> _EXCERPT_
## Start
Trump’s belief that his trade policies will enrich Americans and makes us more secure, both economically and militarily, is a figment only of his economic ignorance and naiveté. His trade policies will eventually more than eliminate any of the economic benefits that other of his policies are generating. Trump and his advisors – both those, such as Peter Navarro, who actively encourage Trump’s trade madness, and others who, despite knowing better, cravenly abide it because of their wish to remain near The Prince – are fast becoming a greater threat to Americans’ prosperity and peace than are any foreign governments.

I hope that I here unintentionally do – but fear that I here do not – exaggerate. I’m led to the above conclusion by this exquisite and deeply important essay in the September/October 2019 issue of Foreign Affairs by Douglas Irwin and Chad Bown. It’s titled “Trump’s Assault on the Global Trading System.”

Doug Irwin, of Dartmouth, is widely recognized as one of the world’s leading trade economists. Those of us who know Doug know him to be understated, calm, profoundly scholarly, indisputably fair-minded, incredibly learned, and non-partisan. I don’t know Chad Bown personally, but know of his excellent reputation as a serious trade analyst. And so the descriptions and warnings that run throughout Doug’s and Mr. Bown’s essay deserve your serious attention and respect.
## End
> _RAW DATA_
## Start
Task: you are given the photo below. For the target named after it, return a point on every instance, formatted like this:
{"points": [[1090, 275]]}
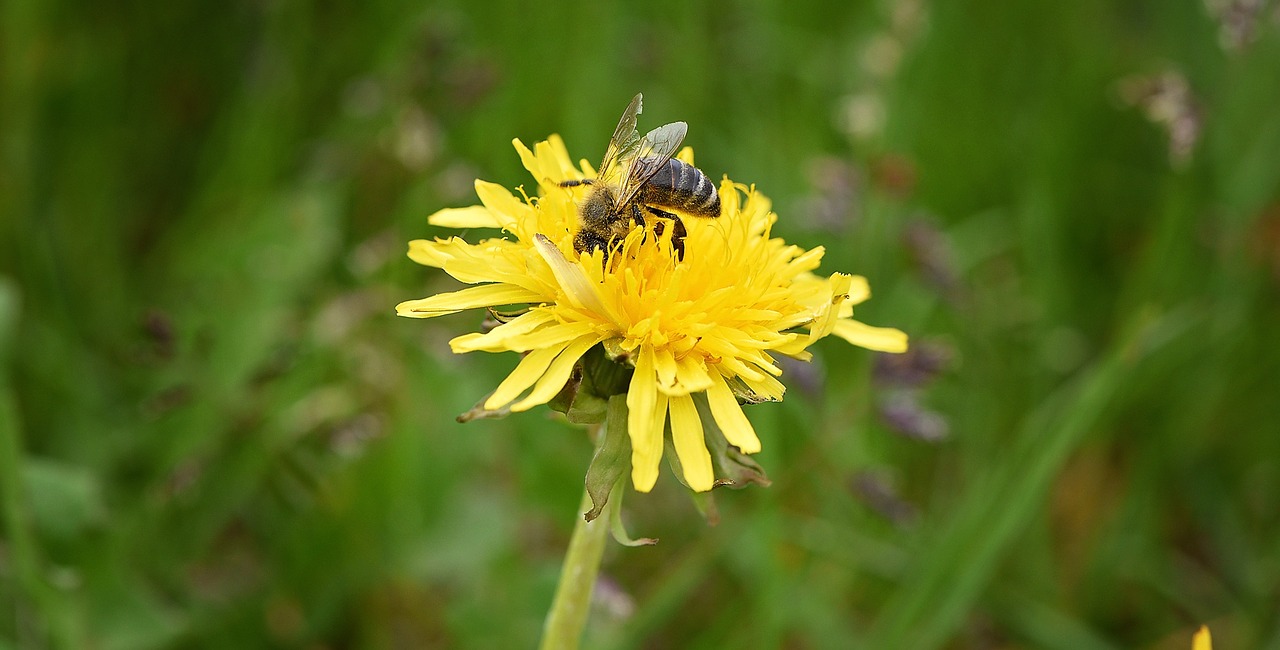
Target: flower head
{"points": [[707, 324]]}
## End
> _DIRECTIONS FOR THIS TASK_
In the excerpt on trade policy, which issue of Foreign Affairs carried the essay by Douglas Irwin and Chad Bown?

> _FINISHED ANSWER_
The September/October 2019 issue.